* _To do_:
Without any pictures, restate the full set of records below exactly.

Task input below:

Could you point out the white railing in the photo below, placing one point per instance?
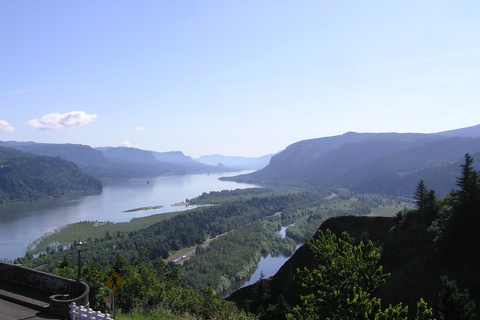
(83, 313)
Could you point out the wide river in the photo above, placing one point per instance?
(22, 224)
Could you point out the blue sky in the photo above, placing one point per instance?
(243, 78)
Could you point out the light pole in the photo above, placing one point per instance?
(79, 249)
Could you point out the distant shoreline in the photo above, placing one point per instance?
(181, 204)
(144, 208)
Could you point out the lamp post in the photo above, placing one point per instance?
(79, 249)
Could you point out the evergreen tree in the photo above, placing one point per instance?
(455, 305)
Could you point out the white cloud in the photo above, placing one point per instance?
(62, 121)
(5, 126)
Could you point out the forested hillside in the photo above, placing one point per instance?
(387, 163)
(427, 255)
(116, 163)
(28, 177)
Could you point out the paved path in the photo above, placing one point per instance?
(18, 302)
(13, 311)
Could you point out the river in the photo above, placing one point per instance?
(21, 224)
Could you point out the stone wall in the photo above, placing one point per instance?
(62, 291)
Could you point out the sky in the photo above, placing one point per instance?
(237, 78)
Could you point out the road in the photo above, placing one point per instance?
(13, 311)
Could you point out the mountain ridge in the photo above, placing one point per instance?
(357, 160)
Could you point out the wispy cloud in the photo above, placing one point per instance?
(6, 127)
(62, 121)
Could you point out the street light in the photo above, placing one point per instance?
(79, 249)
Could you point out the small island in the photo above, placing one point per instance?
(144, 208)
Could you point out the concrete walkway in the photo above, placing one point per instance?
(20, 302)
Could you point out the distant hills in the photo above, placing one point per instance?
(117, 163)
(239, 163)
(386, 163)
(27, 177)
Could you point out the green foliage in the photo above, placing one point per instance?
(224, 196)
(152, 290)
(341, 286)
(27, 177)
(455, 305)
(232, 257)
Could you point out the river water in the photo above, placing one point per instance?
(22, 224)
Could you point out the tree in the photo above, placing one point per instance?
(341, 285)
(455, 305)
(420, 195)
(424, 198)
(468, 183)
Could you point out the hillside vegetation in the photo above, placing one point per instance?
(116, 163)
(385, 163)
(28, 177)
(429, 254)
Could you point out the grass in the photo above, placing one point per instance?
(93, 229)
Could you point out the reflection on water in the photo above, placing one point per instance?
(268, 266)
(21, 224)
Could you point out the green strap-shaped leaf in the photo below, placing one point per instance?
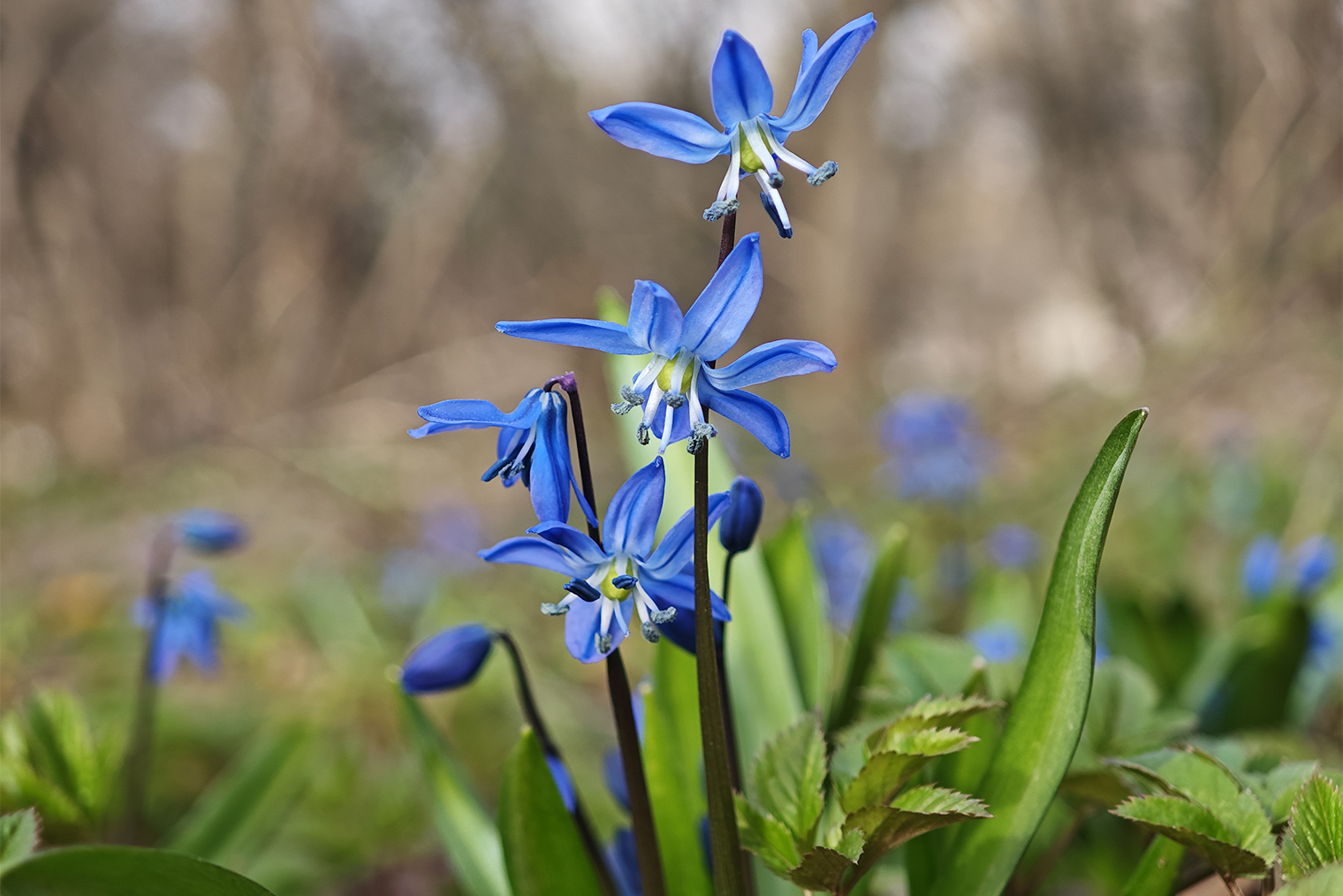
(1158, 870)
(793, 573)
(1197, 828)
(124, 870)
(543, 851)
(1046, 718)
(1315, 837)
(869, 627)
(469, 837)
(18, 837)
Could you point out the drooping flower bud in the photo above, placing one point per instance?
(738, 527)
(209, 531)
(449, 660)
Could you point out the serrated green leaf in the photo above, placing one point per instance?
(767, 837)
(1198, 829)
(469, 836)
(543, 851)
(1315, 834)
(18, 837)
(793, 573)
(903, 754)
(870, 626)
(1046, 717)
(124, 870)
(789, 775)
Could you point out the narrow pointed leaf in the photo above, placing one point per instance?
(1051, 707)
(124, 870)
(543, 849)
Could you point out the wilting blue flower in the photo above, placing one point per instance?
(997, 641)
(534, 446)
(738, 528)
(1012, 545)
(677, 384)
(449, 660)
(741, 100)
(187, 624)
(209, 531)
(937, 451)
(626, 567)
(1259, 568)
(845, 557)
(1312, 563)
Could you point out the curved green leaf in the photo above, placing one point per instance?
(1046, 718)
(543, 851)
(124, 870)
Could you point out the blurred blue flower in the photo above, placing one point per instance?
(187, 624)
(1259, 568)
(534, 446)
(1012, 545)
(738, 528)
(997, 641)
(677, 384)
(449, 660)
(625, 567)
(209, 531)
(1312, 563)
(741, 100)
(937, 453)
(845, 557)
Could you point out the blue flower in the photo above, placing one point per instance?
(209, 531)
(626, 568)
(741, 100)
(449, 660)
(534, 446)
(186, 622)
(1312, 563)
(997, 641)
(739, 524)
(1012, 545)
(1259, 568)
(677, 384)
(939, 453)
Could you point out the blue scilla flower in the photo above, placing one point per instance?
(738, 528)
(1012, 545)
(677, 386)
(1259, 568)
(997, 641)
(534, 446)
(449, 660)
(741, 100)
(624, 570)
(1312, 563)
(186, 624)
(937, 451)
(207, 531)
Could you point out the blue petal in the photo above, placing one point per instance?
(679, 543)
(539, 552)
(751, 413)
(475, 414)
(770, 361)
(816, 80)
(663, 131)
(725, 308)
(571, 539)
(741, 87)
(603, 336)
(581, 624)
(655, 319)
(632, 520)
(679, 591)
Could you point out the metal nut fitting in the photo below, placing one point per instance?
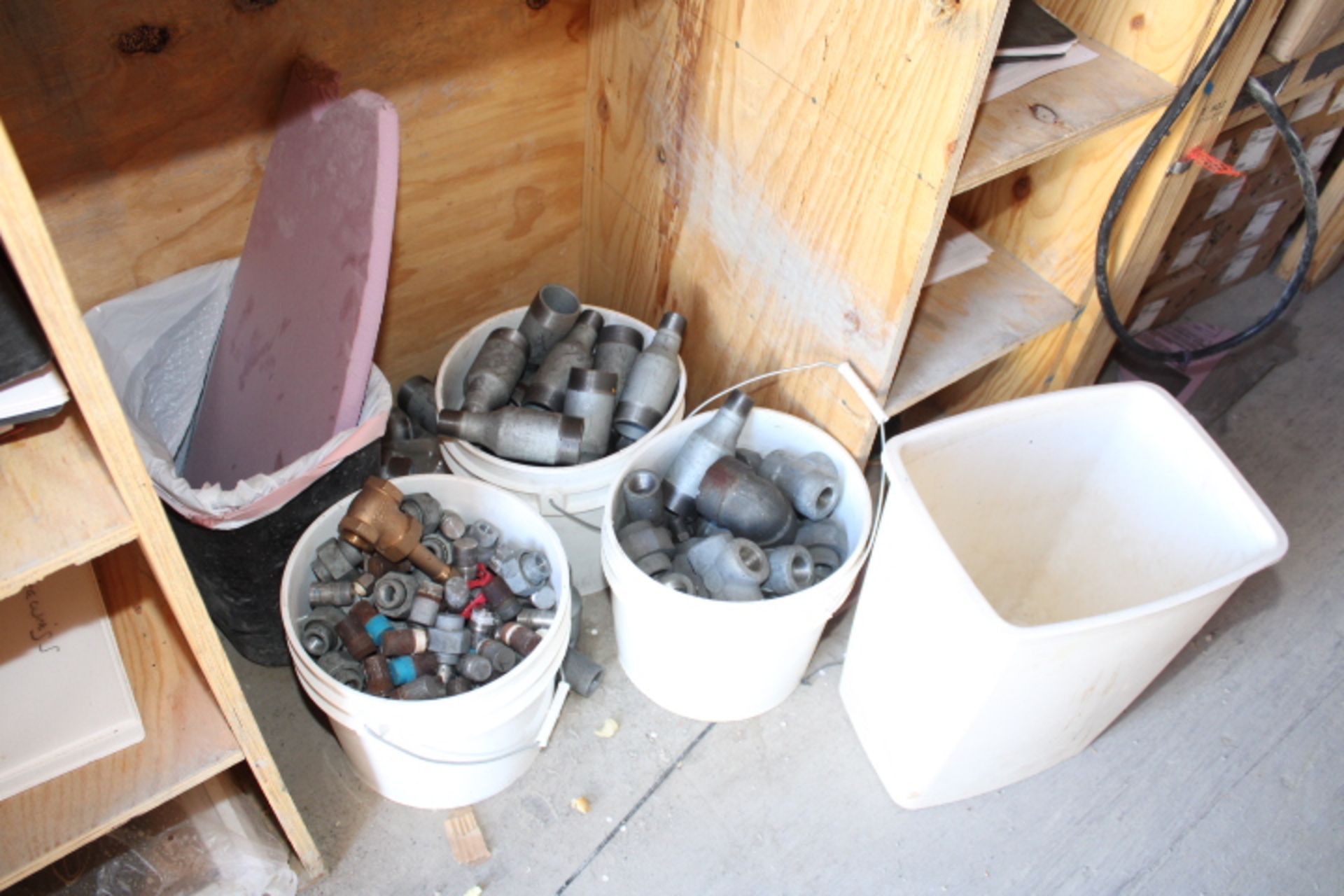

End of Task input.

* _Answer box_:
Could you point out the white railing in the photo below, placing one point per instance?
(83, 313)
Could you point out the wide river in the photo above, placing one point per instance?
(22, 224)
Could you point out the blue sky in the photo above, placing one point per instance?
(243, 78)
Could you point out the light pole in the photo above, placing one point per instance?
(79, 249)
Could you point out the distant shoreline in the photo above, placing one point per instance?
(181, 204)
(144, 208)
Could you point out the lamp post in the photo above, placing one point per instance?
(79, 249)
Could you point out the evergreen tree in the photo above, placing one point per instance?
(455, 305)
Could you point out the white cloud in the photo above, placing one point per instance?
(62, 121)
(5, 126)
Could you point out the forested hillside in the photo above, placing one point per instance?
(387, 163)
(427, 255)
(116, 163)
(28, 177)
Could you point out the paved path in the photo above, placing one point per instance?
(18, 302)
(13, 311)
Could you point out the river in the photo above, placing one point per instance?
(21, 224)
Could you point out the stone wall in the photo above, placing one point per instance?
(62, 291)
Could you point out the sky in the photo above, placing one point per instance?
(237, 78)
Could you point out the road in the photo above, placing one point per instance?
(13, 311)
Could you point out the mountain ridge in the photo above, placing one point per instance?
(357, 160)
Could you point out the wispy cloud in the photo above, placing one point per instance?
(6, 127)
(62, 121)
Could you point out the street light in the photo above, placing one point per instance?
(79, 249)
Could you point out the small island in the photo above, placing one point per instance?
(144, 208)
Could you point out the concrete walkway in the photo above, placing one point per instance?
(20, 302)
Could you point out the distant hills in the photo above, placing one point per instance?
(117, 163)
(239, 163)
(386, 163)
(27, 177)
Could you point out the green foliage in the photo above, placing one point per instance?
(224, 196)
(152, 290)
(341, 286)
(27, 177)
(455, 305)
(232, 257)
Could you point out the river water in the photo above, placing one point per instance?
(22, 224)
Could you point out the tree in the photo above, placing one point per instance?
(341, 285)
(455, 305)
(420, 195)
(424, 198)
(468, 183)
Could you point out the hillside vegetation in the photo above, placing one point per instance?
(116, 163)
(385, 163)
(28, 177)
(429, 254)
Could you point out the grass in the photo above, placing one point per instance?
(93, 229)
Could you point out the reflection on water in the photo above, placing one point per instance?
(268, 266)
(21, 224)
Could you point out the green strap-shaped leaf in the photo below, placing one point per instance?
(1158, 870)
(793, 573)
(1197, 828)
(124, 870)
(543, 851)
(1046, 718)
(1315, 837)
(869, 627)
(469, 837)
(18, 837)
Could you point out the drooping flower bud in the photo above, placing one point per instance?
(738, 527)
(209, 531)
(449, 660)
Could you point out the serrated green leaf in the photo above, placing one point per instance?
(767, 837)
(1198, 829)
(469, 836)
(543, 851)
(1315, 834)
(18, 837)
(793, 573)
(903, 754)
(870, 626)
(1046, 717)
(124, 870)
(789, 775)
Could you point out the narrow pointed leaf in the photo above, placing one point per instance?
(1051, 707)
(124, 870)
(543, 849)
Could you point out the wilting blue flower in the photo above, placing one point per instance?
(997, 641)
(534, 446)
(738, 528)
(1012, 545)
(677, 384)
(449, 660)
(741, 100)
(187, 624)
(209, 531)
(937, 451)
(626, 567)
(1259, 568)
(845, 557)
(1312, 563)
Could you point out the curved green leaf in the photo above, placing one point per instance?
(1046, 718)
(543, 851)
(124, 870)
Could you point out the blurred blue flower in the photo above, placing one point per instance?
(187, 624)
(1259, 568)
(534, 446)
(1012, 545)
(738, 528)
(997, 641)
(677, 384)
(449, 660)
(625, 567)
(209, 531)
(1312, 563)
(741, 100)
(937, 453)
(845, 557)
Could you point out the blue flower in the photo above, placing one point per instance?
(209, 531)
(626, 568)
(741, 100)
(449, 660)
(534, 446)
(186, 622)
(1312, 563)
(997, 641)
(739, 524)
(1012, 545)
(1259, 568)
(677, 384)
(939, 453)
Could you point out the blue scilla flower in the photo above, placing one point per instance?
(738, 528)
(1012, 545)
(677, 386)
(1259, 568)
(997, 641)
(534, 446)
(449, 660)
(741, 100)
(624, 570)
(1312, 563)
(186, 624)
(937, 451)
(207, 531)
Could you point out the blue petal in the photo above, placing one point per instance?
(679, 543)
(539, 552)
(751, 413)
(475, 414)
(770, 361)
(816, 80)
(663, 131)
(725, 308)
(571, 539)
(741, 87)
(603, 336)
(581, 624)
(655, 319)
(632, 520)
(679, 591)
Could you point out the metal nut fitting in the photo below, placing one point per instance?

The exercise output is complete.